A verbatim copy of the records is required, with all pictures left out.

▶ **DATA SECTION**:
*** Block opens ***

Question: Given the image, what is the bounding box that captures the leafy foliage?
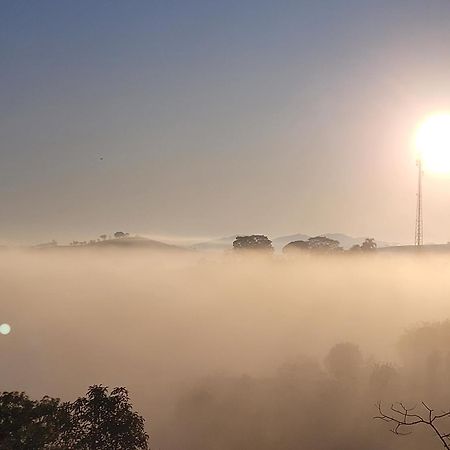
[0,386,148,450]
[361,238,377,251]
[233,235,274,252]
[68,386,148,450]
[0,392,65,450]
[283,235,342,253]
[282,240,310,253]
[114,232,129,239]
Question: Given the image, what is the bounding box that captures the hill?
[35,236,186,252]
[377,244,450,254]
[91,236,185,251]
[191,235,239,251]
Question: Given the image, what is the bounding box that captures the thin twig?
[375,401,450,450]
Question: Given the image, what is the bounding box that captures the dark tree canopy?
[324,342,363,382]
[349,238,377,253]
[0,392,64,450]
[0,386,148,450]
[361,237,377,251]
[307,236,342,252]
[282,240,310,254]
[233,235,274,252]
[114,231,129,239]
[283,236,342,254]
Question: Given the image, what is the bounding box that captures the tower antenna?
[415,158,423,246]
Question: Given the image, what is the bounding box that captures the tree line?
[70,232,130,247]
[169,321,450,450]
[232,234,377,253]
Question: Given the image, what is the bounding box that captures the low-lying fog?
[2,249,450,449]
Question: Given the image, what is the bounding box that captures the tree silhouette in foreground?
[233,235,274,252]
[0,385,148,450]
[0,392,64,449]
[375,401,450,449]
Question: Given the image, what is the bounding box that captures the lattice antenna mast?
[415,158,423,246]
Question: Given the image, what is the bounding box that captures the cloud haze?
[2,249,450,448]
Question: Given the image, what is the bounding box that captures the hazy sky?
[2,0,450,245]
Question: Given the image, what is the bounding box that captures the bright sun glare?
[415,114,450,173]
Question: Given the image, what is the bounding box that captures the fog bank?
[1,250,450,449]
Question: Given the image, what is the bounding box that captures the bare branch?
[375,401,450,450]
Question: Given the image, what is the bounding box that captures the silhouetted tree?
[361,238,377,252]
[114,232,129,239]
[396,321,450,399]
[324,342,363,382]
[0,386,148,450]
[233,235,274,252]
[67,385,148,450]
[369,363,398,394]
[283,236,342,254]
[307,236,342,253]
[282,240,310,254]
[0,392,66,449]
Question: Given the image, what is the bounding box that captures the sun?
[415,114,450,173]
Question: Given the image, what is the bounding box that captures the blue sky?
[2,1,450,244]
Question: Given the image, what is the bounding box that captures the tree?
[361,238,377,252]
[114,232,129,239]
[0,386,149,450]
[232,235,274,252]
[369,363,398,393]
[0,392,66,449]
[307,236,342,253]
[282,240,310,254]
[67,386,148,450]
[375,401,450,449]
[282,236,342,254]
[324,342,363,382]
[100,234,107,241]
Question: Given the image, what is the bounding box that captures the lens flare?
[415,114,450,173]
[0,323,11,335]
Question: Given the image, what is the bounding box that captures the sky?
[2,0,450,245]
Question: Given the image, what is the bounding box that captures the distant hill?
[91,236,185,251]
[37,233,399,253]
[36,236,186,252]
[378,244,450,254]
[191,235,239,251]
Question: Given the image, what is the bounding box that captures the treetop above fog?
[233,235,274,252]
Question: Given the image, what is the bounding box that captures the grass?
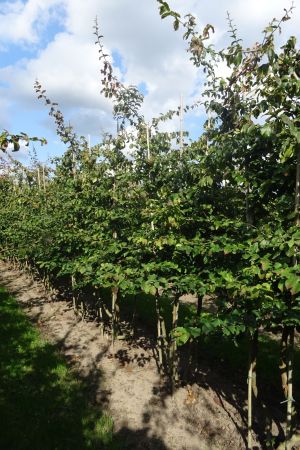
[0,286,117,450]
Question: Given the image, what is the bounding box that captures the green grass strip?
[0,286,116,450]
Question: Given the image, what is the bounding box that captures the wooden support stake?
[146,124,150,160]
[179,94,184,156]
[170,295,180,390]
[111,286,119,345]
[37,167,41,189]
[156,294,163,369]
[42,165,46,190]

*** Block closes ***

▶ **ANSWER SECTION**:
Question: Given the image, what is the bounding box that captures the leafy foliage?
[0,386,148,450]
[361,238,377,251]
[233,235,274,252]
[68,386,148,450]
[0,392,65,450]
[283,235,342,253]
[282,240,310,253]
[114,232,129,239]
Question: Given the image, what is the bounding box that captures the hill?
[35,236,186,252]
[377,244,450,254]
[91,236,185,251]
[191,235,239,251]
Question: Given the image, what is the bounding box that captures the thin twig?
[375,401,450,450]
Question: Given the image, what is the bounding box that captures the dark tree canopy?
[324,342,363,382]
[349,238,377,253]
[0,392,64,450]
[0,386,148,450]
[361,237,377,251]
[307,236,342,252]
[282,240,310,254]
[233,235,274,252]
[114,231,129,239]
[283,236,342,254]
Question: Given the image, what is the bounding box that captures the tower antenna?
[415,158,423,246]
Question: Given the image, what is the bounding box that captures the tree line?
[70,232,130,247]
[169,321,450,450]
[232,234,377,253]
Question: Given the image, what is the bounding box that captures the low-lying fog?
[2,249,450,449]
Question: Given the image, what is the bounding box that captures the tree silhouette in foreground?
[233,235,274,252]
[0,385,148,450]
[0,392,64,449]
[375,401,450,449]
Question: Given the image, what is the bounding box that captures the lattice antenna mast?
[415,158,423,246]
Question: Given the image, what is the bounding box that captures the cloud haze?
[2,249,450,448]
Question: Given the image, what is the bounding box that captures the hazy sky?
[2,0,450,245]
Question: Given the image, what is the bounding box that captures the bright sun glare?
[415,114,450,173]
Question: Given the image, what is the bounding box that captures the fog bank?
[1,250,450,449]
Question: Given the image, what is the bounding box that captures the bare branch?
[375,401,450,450]
Question: Given the image, what is the bounding box that captures the silhouetted tree?
[361,238,377,252]
[114,232,129,239]
[396,321,450,399]
[324,342,363,382]
[0,386,148,450]
[233,235,274,252]
[67,385,148,450]
[369,363,398,394]
[283,236,342,254]
[307,236,342,253]
[282,240,310,254]
[0,392,66,449]
Question: Given the image, what is the bounding box that captures the sun?
[415,114,450,173]
Question: Given the image, what is the bounding box that captures the blue sky?
[2,1,450,244]
Question: Given the image, what is the bounding box that captures the tree?
[361,238,377,252]
[114,232,129,239]
[0,386,149,450]
[232,235,274,252]
[369,363,398,393]
[0,392,66,449]
[307,236,342,253]
[282,240,310,254]
[67,386,148,450]
[375,401,450,449]
[282,236,342,254]
[324,342,363,382]
[100,234,107,241]
Question: Given the image, what is the bounding box that captures the lens flare?
[415,114,450,173]
[0,323,11,335]
Question: Given the image, what is the bounding box that captures the sky?
[2,0,450,245]
Question: Given the image, what is the bounding box that captures the distant hill?
[91,236,185,251]
[37,233,399,253]
[36,236,186,252]
[378,244,450,254]
[191,235,239,251]
Question: Given the image, what is the bounding box that captures the treetop above fog?
[233,235,274,252]
Question: Given the image, what is the bounding box that captures the grass?
[0,286,117,450]
Question: Given the image, what is the bounding box that captures the green grass strip?
[0,286,116,450]
Question: Given the image, what is the bounding box that captures the wooden support stake?
[146,124,150,160]
[179,94,184,156]
[170,295,180,390]
[111,286,119,345]
[37,167,41,189]
[156,294,163,369]
[42,165,46,190]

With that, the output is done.